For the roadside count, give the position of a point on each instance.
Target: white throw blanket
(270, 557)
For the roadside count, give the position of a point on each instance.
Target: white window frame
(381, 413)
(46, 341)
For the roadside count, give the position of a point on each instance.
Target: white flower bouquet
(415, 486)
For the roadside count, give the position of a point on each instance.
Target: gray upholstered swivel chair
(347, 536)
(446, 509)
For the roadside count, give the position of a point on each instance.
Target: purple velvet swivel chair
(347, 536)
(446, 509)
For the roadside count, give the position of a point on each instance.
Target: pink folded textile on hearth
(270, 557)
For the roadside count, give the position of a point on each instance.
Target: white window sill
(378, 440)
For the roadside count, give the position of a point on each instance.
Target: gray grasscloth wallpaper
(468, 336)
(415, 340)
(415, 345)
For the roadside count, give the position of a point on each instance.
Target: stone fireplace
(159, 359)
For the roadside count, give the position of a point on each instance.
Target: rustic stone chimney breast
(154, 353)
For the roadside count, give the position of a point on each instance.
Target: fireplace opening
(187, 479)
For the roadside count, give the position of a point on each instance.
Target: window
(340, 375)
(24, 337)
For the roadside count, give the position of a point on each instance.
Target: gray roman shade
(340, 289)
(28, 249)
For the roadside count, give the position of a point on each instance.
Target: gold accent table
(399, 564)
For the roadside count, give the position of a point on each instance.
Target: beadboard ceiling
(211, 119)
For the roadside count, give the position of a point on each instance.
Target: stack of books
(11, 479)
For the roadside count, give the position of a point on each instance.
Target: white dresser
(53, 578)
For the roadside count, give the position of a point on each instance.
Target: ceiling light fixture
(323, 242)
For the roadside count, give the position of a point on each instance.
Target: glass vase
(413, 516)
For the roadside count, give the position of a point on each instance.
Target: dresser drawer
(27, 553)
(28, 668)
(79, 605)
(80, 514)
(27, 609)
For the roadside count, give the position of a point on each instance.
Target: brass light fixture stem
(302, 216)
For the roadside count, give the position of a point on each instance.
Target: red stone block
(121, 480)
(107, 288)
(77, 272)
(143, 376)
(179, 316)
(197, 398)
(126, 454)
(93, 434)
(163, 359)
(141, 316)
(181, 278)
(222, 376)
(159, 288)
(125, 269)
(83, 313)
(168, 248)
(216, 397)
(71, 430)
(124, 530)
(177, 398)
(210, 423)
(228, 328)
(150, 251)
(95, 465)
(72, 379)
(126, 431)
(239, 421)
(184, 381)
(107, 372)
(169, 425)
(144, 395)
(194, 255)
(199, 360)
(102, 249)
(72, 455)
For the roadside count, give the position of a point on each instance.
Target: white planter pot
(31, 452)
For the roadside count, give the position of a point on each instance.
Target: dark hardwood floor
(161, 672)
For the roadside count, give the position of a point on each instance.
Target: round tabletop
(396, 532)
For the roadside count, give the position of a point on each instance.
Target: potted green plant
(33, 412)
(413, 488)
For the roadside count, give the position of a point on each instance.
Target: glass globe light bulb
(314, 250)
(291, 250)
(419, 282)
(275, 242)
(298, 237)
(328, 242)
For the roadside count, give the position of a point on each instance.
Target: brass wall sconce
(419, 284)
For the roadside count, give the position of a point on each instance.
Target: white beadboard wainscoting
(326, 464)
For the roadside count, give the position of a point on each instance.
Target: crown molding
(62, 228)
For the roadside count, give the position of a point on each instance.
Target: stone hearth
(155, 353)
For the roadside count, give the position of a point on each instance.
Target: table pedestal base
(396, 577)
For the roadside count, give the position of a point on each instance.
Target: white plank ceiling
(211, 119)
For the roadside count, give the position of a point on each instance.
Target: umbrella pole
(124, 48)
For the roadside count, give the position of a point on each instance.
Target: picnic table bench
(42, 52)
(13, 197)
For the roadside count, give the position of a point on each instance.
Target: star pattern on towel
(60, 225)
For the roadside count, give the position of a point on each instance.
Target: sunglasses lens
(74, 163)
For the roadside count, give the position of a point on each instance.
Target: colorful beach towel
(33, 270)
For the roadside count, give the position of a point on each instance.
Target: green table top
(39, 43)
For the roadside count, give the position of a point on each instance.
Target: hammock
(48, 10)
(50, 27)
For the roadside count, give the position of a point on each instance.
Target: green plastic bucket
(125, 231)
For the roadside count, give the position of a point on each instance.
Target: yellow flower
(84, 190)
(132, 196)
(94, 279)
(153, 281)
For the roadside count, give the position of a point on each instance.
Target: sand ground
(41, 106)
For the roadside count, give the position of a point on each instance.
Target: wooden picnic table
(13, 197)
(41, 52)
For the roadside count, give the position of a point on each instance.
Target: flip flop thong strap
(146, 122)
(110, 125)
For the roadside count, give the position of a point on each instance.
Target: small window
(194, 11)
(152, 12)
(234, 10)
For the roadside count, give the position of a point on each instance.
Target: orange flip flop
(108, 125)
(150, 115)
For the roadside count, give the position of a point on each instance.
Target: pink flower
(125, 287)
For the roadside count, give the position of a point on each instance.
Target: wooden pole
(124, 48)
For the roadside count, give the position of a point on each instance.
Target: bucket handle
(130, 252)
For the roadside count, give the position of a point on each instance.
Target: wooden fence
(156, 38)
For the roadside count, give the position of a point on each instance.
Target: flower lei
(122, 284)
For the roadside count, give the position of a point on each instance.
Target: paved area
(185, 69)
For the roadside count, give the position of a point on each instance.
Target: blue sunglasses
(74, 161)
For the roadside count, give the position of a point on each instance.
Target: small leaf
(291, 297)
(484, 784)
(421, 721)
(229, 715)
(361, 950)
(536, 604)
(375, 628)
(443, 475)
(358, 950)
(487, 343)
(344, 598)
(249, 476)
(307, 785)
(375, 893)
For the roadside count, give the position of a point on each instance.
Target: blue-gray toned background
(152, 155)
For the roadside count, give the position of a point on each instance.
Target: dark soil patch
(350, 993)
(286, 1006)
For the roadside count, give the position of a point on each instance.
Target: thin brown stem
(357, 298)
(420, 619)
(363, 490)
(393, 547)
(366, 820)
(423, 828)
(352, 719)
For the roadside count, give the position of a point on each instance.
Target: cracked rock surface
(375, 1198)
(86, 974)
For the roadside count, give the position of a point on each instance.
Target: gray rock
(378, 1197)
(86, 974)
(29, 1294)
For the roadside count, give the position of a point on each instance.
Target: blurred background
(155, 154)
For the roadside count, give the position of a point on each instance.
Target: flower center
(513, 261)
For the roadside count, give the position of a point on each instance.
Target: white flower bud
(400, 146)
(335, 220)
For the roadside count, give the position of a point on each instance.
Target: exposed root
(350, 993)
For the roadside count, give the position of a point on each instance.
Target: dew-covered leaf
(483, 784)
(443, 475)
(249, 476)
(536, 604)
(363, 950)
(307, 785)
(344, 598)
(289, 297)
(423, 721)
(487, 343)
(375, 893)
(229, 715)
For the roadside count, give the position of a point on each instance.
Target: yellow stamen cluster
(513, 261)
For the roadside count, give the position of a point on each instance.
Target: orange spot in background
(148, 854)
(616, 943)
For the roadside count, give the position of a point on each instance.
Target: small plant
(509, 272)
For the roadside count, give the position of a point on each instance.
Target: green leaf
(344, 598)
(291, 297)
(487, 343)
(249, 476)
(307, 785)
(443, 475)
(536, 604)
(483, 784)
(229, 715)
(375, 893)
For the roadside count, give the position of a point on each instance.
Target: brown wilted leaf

■ ■ ■ ■ ■

Filter the records above and copy each line that contains the word "fireplace".

* [Reply]:
Target: stone fireplace
Target: fireplace opening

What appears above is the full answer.